[Rows from a dataset]
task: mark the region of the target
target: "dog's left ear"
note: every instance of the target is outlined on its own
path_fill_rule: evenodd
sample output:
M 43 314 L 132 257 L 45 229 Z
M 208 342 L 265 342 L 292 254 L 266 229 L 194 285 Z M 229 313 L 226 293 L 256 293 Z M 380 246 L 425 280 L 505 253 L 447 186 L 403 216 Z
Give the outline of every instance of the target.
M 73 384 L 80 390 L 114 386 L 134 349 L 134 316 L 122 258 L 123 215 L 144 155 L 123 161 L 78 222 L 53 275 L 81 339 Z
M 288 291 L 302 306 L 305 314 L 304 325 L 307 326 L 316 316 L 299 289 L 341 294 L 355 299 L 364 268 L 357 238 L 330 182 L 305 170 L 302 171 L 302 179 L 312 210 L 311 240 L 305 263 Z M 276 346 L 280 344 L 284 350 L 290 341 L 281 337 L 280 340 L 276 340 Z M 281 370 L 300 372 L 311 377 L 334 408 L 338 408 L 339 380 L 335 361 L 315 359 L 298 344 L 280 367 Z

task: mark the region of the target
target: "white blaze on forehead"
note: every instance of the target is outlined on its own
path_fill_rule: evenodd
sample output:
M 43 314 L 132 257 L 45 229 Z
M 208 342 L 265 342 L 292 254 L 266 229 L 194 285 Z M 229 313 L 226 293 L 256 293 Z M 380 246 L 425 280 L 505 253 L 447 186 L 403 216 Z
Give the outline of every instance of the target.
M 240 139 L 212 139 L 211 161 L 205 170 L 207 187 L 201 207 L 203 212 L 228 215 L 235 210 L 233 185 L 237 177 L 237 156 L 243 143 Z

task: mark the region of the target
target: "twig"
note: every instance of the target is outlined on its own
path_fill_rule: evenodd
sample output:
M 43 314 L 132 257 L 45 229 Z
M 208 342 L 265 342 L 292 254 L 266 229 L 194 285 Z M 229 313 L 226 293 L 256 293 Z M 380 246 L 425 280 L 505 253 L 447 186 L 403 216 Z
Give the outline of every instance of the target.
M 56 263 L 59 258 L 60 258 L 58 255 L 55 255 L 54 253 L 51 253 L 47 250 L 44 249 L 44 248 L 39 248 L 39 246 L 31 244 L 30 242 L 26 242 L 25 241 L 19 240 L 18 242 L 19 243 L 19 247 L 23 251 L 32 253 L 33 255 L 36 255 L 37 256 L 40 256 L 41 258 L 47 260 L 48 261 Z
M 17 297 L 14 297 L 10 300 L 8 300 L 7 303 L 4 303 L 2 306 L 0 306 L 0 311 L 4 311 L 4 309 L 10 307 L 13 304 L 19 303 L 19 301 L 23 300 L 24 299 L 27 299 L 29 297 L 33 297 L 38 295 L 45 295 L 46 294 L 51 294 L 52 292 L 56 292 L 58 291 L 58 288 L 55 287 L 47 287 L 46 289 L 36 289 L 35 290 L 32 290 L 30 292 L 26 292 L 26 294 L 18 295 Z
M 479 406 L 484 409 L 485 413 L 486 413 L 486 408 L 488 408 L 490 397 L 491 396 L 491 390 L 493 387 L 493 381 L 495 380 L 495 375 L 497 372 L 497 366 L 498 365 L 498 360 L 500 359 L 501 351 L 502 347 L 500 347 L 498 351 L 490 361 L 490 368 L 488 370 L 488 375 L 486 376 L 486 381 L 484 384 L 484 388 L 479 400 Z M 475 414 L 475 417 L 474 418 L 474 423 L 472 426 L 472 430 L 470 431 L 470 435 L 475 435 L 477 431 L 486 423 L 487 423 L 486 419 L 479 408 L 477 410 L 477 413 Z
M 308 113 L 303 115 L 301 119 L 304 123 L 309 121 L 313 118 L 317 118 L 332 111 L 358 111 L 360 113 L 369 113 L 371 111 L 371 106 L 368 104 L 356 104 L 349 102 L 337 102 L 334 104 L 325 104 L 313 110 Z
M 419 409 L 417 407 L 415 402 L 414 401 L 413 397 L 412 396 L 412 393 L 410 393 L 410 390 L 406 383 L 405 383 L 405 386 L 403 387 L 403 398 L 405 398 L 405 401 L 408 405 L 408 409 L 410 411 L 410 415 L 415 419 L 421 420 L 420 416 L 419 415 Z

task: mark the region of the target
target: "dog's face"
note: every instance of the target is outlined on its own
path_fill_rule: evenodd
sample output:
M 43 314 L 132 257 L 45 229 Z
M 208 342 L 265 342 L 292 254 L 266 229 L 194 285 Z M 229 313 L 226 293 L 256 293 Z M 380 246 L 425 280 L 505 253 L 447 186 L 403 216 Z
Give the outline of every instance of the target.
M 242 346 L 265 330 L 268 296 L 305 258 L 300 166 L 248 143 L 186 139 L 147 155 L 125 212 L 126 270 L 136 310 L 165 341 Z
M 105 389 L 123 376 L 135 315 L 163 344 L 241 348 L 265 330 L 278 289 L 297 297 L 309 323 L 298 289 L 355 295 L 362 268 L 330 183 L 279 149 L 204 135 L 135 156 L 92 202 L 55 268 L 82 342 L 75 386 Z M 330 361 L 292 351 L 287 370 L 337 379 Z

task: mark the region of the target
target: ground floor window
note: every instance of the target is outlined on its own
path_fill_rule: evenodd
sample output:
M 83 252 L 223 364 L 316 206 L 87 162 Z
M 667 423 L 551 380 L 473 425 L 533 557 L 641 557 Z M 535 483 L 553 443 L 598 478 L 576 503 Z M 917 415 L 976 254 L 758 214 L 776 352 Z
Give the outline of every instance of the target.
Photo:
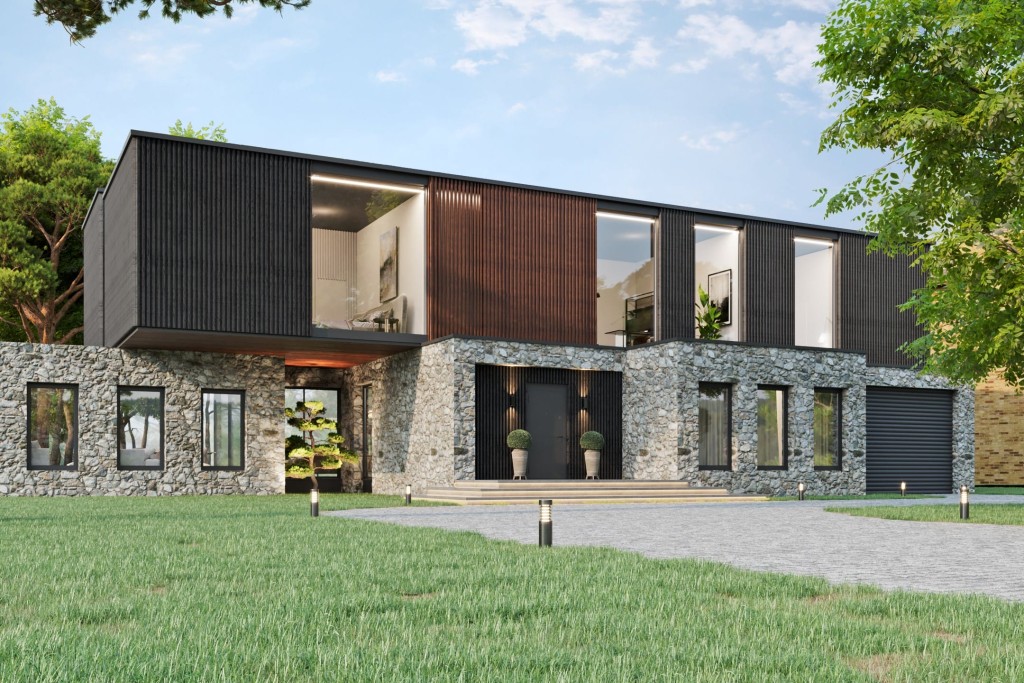
M 242 469 L 245 432 L 245 392 L 204 389 L 203 467 Z
M 785 387 L 758 387 L 758 467 L 785 467 Z
M 697 465 L 702 469 L 727 470 L 732 462 L 732 387 L 700 384 L 698 400 L 699 444 Z
M 843 433 L 843 392 L 814 390 L 814 467 L 839 469 Z
M 78 465 L 78 386 L 29 385 L 29 469 Z

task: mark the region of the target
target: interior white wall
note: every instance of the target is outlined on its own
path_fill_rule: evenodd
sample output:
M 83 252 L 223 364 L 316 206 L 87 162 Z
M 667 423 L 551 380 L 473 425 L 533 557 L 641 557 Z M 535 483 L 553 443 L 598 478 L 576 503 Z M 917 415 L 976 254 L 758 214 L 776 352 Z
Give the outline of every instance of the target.
M 742 305 L 740 300 L 742 283 L 739 282 L 739 230 L 722 232 L 709 240 L 701 240 L 694 245 L 694 306 L 699 303 L 697 287 L 702 287 L 707 291 L 708 275 L 726 269 L 732 270 L 732 311 L 730 313 L 732 323 L 722 327 L 722 339 L 739 341 L 739 314 Z
M 798 256 L 795 262 L 797 346 L 833 346 L 833 249 Z

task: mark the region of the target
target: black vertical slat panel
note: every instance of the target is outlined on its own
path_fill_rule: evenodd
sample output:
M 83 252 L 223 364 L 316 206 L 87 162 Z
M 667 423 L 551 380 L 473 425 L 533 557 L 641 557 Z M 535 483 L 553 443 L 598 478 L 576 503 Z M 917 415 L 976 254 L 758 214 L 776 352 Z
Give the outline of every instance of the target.
M 566 461 L 569 479 L 587 476 L 580 436 L 595 430 L 604 436 L 601 478 L 623 477 L 623 377 L 603 371 L 548 368 L 476 367 L 476 478 L 511 479 L 512 457 L 505 437 L 513 429 L 528 429 L 526 384 L 561 384 L 566 391 Z M 588 396 L 587 411 L 581 395 Z M 510 398 L 511 396 L 511 398 Z
M 796 328 L 793 228 L 749 220 L 743 226 L 740 260 L 745 311 L 743 340 L 793 346 Z
M 867 387 L 867 493 L 952 490 L 953 392 Z
M 693 339 L 693 214 L 666 209 L 656 230 L 657 338 Z
M 866 354 L 869 365 L 912 366 L 899 347 L 923 331 L 899 306 L 924 287 L 924 274 L 908 256 L 866 253 L 866 234 L 842 234 L 839 243 L 840 348 Z
M 139 325 L 306 336 L 309 162 L 139 138 Z

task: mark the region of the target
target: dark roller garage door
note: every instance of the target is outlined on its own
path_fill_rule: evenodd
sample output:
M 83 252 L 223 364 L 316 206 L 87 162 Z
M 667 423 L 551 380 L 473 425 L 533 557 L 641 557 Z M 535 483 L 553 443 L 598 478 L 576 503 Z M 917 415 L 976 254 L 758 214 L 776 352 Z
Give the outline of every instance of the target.
M 867 493 L 948 494 L 953 392 L 867 387 Z

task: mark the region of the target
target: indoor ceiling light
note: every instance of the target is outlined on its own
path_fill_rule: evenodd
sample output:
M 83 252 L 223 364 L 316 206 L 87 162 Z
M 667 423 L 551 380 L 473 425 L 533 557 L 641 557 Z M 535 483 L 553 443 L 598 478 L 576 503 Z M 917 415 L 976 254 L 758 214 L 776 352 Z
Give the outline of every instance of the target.
M 369 180 L 355 180 L 353 178 L 338 178 L 333 175 L 319 175 L 318 173 L 313 173 L 309 176 L 309 179 L 313 182 L 333 182 L 338 185 L 351 185 L 353 187 L 372 187 L 373 189 L 391 189 L 396 193 L 414 193 L 422 194 L 423 187 L 414 187 L 410 185 L 392 185 L 387 182 L 371 182 Z

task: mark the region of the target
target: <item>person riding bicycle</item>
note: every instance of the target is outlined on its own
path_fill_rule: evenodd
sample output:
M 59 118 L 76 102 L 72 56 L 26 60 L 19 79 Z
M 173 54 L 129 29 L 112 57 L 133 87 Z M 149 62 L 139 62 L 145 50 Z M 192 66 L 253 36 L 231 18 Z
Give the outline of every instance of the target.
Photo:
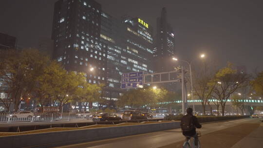
M 198 136 L 195 130 L 196 128 L 200 129 L 202 126 L 200 124 L 197 118 L 193 115 L 193 110 L 188 108 L 187 110 L 187 114 L 184 115 L 181 120 L 181 128 L 183 130 L 183 135 L 185 136 L 194 138 L 194 145 L 196 147 L 198 145 Z M 186 140 L 188 140 L 186 137 Z

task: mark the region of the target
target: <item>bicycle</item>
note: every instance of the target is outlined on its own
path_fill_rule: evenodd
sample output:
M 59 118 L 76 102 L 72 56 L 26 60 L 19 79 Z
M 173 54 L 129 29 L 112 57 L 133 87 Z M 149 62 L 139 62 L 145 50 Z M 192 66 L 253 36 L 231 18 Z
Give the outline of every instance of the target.
M 196 134 L 197 134 L 197 136 L 201 137 L 201 132 L 200 131 L 197 131 Z M 187 138 L 188 140 L 184 143 L 184 145 L 183 145 L 183 148 L 195 148 L 195 145 L 194 145 L 194 137 L 191 137 L 191 136 L 186 136 L 186 137 Z M 193 140 L 193 142 L 191 145 L 190 144 L 190 140 L 191 138 L 194 138 L 194 139 Z M 200 141 L 198 139 L 198 145 L 197 146 L 197 148 L 201 148 L 201 145 L 200 145 Z

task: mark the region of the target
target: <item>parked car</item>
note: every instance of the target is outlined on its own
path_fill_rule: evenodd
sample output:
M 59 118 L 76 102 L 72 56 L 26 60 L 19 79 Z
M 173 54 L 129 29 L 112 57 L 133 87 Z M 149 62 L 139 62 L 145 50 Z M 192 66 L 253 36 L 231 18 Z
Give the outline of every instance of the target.
M 122 119 L 124 120 L 147 119 L 147 116 L 141 111 L 124 111 L 122 116 Z
M 31 120 L 34 113 L 30 111 L 20 111 L 17 113 L 7 114 L 6 117 L 10 118 L 13 120 L 17 120 L 18 118 L 23 118 L 27 120 Z
M 56 111 L 37 113 L 34 116 L 37 121 L 57 120 L 61 117 L 61 113 Z
M 89 118 L 90 116 L 92 117 L 92 114 L 90 111 L 80 112 L 76 114 L 78 117 Z
M 257 114 L 253 114 L 252 115 L 251 115 L 251 117 L 252 117 L 252 118 L 259 118 L 259 115 L 257 115 Z
M 121 117 L 113 113 L 102 112 L 97 114 L 92 119 L 93 122 L 120 121 Z
M 144 115 L 147 117 L 147 119 L 151 119 L 153 118 L 152 114 L 149 112 L 144 112 Z

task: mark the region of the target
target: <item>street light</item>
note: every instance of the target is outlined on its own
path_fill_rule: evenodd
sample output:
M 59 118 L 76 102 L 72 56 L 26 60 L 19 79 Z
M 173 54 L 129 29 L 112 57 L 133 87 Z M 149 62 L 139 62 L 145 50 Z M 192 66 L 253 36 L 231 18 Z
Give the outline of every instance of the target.
M 205 54 L 201 54 L 200 55 L 200 57 L 202 58 L 204 58 L 205 56 L 206 56 L 206 55 Z M 195 59 L 196 59 L 196 58 L 192 60 L 192 61 L 190 62 L 189 62 L 188 61 L 183 60 L 181 60 L 181 59 L 178 59 L 178 58 L 175 58 L 175 57 L 173 57 L 172 58 L 172 60 L 175 60 L 175 61 L 178 61 L 178 60 L 181 61 L 182 62 L 184 62 L 187 63 L 188 64 L 188 65 L 189 65 L 189 69 L 190 70 L 190 79 L 191 80 L 191 96 L 192 99 L 193 99 L 193 82 L 192 82 L 192 71 L 191 71 L 191 65 L 192 64 L 192 62 Z M 194 109 L 194 101 L 193 101 L 193 112 L 194 113 L 195 111 L 195 109 Z

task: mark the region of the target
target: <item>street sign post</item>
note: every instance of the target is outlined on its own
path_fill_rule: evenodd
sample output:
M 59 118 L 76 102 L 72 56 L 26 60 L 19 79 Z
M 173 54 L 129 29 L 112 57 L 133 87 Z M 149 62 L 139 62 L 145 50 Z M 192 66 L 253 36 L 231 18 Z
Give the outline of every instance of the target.
M 123 74 L 121 76 L 122 89 L 143 87 L 143 72 Z

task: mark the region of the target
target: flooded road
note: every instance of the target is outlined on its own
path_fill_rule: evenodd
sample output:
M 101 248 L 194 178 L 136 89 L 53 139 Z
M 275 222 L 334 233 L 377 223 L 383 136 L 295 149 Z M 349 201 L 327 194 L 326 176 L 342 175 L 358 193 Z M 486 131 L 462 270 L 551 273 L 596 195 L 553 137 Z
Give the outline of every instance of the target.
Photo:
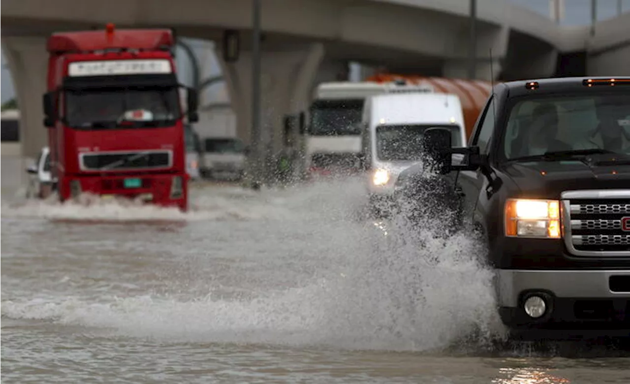
M 393 241 L 361 192 L 0 203 L 0 382 L 630 382 L 605 346 L 493 347 L 475 245 Z

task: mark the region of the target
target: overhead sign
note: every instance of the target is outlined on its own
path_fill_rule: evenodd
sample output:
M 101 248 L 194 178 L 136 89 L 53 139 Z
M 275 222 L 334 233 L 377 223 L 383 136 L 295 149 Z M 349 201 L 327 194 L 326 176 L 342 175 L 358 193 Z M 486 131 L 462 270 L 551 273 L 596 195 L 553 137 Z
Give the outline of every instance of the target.
M 78 61 L 68 66 L 71 77 L 171 73 L 171 63 L 166 59 L 153 60 L 103 60 Z

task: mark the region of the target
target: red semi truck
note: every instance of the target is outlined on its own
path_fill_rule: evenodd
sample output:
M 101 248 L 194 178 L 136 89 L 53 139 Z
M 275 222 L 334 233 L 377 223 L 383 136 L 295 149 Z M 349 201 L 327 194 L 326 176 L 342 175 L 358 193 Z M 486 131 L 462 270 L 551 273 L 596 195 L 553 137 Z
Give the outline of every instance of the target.
M 43 95 L 53 178 L 61 201 L 88 192 L 188 209 L 185 113 L 169 30 L 53 34 Z

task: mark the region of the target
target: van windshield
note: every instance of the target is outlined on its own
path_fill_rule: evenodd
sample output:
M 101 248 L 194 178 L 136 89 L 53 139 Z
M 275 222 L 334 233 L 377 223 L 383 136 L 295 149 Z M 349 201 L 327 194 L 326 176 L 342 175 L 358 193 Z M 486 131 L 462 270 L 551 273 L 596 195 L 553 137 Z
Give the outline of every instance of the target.
M 415 161 L 420 160 L 422 137 L 429 128 L 447 128 L 453 146 L 461 146 L 461 128 L 455 124 L 392 125 L 376 127 L 376 155 L 379 160 Z
M 242 153 L 245 149 L 237 139 L 206 139 L 205 151 L 211 153 Z
M 309 134 L 312 136 L 360 135 L 363 99 L 316 100 L 311 107 Z

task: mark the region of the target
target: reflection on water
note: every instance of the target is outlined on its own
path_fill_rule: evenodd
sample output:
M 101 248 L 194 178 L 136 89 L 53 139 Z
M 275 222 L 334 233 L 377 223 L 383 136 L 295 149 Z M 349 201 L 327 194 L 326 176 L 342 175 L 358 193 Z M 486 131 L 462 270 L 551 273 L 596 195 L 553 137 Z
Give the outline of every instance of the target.
M 0 381 L 630 382 L 619 343 L 502 342 L 477 245 L 358 219 L 362 193 L 0 204 Z
M 509 378 L 496 378 L 492 380 L 496 384 L 559 384 L 570 383 L 569 379 L 559 377 L 549 373 L 549 369 L 536 368 L 500 368 L 501 375 Z

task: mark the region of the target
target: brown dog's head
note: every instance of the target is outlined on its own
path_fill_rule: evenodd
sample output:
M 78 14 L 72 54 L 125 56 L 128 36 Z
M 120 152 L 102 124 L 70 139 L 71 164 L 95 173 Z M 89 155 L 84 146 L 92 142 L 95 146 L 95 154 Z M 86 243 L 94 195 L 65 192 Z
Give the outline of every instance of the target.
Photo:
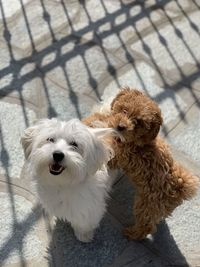
M 158 105 L 138 90 L 122 89 L 111 104 L 111 124 L 126 142 L 144 145 L 153 141 L 162 124 Z

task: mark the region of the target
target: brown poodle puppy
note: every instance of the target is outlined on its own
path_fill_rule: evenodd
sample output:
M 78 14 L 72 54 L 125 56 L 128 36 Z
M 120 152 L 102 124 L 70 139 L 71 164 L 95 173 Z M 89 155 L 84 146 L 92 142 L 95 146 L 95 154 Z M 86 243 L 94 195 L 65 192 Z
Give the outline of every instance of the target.
M 110 138 L 115 157 L 109 165 L 121 168 L 136 188 L 135 224 L 125 228 L 124 234 L 129 239 L 143 239 L 183 200 L 195 195 L 199 179 L 173 160 L 168 145 L 158 136 L 161 111 L 140 91 L 122 89 L 110 114 L 95 113 L 83 120 L 92 127 L 97 121 L 123 137 Z

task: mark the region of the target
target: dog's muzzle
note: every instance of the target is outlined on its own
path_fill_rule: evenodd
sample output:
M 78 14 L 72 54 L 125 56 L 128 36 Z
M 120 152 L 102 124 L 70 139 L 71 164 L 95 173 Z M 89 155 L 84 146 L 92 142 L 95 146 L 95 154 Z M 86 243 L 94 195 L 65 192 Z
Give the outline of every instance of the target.
M 61 151 L 53 152 L 54 163 L 49 165 L 49 171 L 53 175 L 59 175 L 65 169 L 60 162 L 64 159 L 65 155 Z

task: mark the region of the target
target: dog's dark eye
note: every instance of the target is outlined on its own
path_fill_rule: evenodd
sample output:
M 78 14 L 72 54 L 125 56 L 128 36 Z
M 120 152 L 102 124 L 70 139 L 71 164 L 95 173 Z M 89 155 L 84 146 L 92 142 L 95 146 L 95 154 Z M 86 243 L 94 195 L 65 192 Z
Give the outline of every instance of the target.
M 78 144 L 77 144 L 76 142 L 72 141 L 72 142 L 70 143 L 70 146 L 78 147 Z
M 47 138 L 47 141 L 48 142 L 51 142 L 51 143 L 54 143 L 55 142 L 54 138 L 52 138 L 52 137 Z

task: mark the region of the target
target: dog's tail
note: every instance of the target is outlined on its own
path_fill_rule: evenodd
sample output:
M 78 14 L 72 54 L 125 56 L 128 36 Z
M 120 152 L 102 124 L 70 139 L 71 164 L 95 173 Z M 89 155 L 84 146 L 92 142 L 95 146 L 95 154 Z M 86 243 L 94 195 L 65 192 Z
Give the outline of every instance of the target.
M 181 198 L 189 200 L 194 197 L 200 186 L 199 177 L 193 175 L 178 163 L 175 164 L 174 172 L 176 177 L 178 177 L 179 193 Z

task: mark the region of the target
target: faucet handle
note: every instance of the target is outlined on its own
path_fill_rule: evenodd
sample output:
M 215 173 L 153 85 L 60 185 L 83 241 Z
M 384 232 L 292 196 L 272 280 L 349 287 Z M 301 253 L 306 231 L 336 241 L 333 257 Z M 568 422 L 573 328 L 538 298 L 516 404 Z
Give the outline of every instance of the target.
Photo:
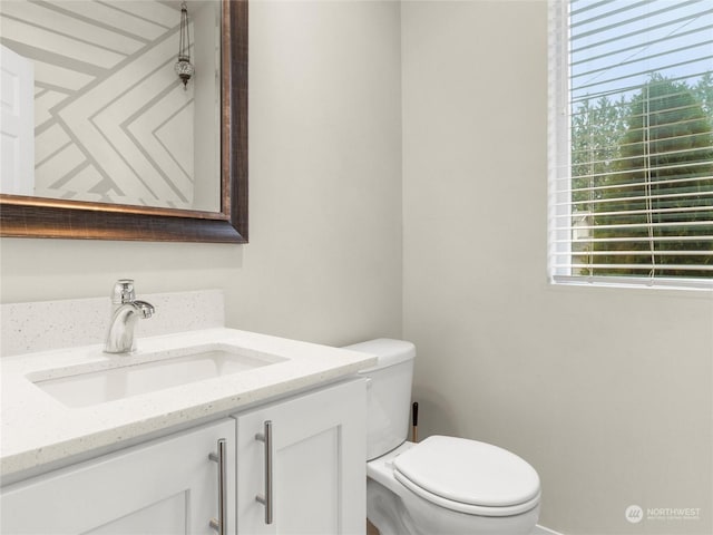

BRIEF
Copy the lines of the items above verbatim, beginning at the first line and ending at the line that contains "M 288 291 L", with both ends included.

THE RESULT
task: mark the region of the target
target: "dog's left ear"
note: every instance of the target is outlined on its own
path_fill_rule: evenodd
sample output:
M 43 314 L 132 257 L 45 229 Z
M 208 342 L 265 342 L 292 254 L 266 229 L 194 285 Z M 229 313 L 226 293 L 256 293 Z M 380 246 L 425 280 L 505 253 L 447 186 L 403 216 Z
Give the outline of every instance of the target.
M 73 384 L 80 390 L 114 386 L 134 349 L 134 316 L 122 258 L 123 215 L 144 155 L 123 161 L 78 222 L 53 275 L 81 339 Z
M 288 291 L 302 306 L 305 314 L 304 325 L 307 326 L 316 316 L 299 289 L 341 294 L 355 299 L 364 268 L 357 238 L 330 182 L 305 170 L 302 171 L 302 179 L 312 210 L 311 240 L 305 263 Z M 276 346 L 280 344 L 284 350 L 290 341 L 281 337 L 280 340 L 276 340 Z M 281 370 L 300 372 L 311 377 L 334 408 L 338 408 L 339 380 L 335 361 L 315 359 L 298 344 L 280 367 Z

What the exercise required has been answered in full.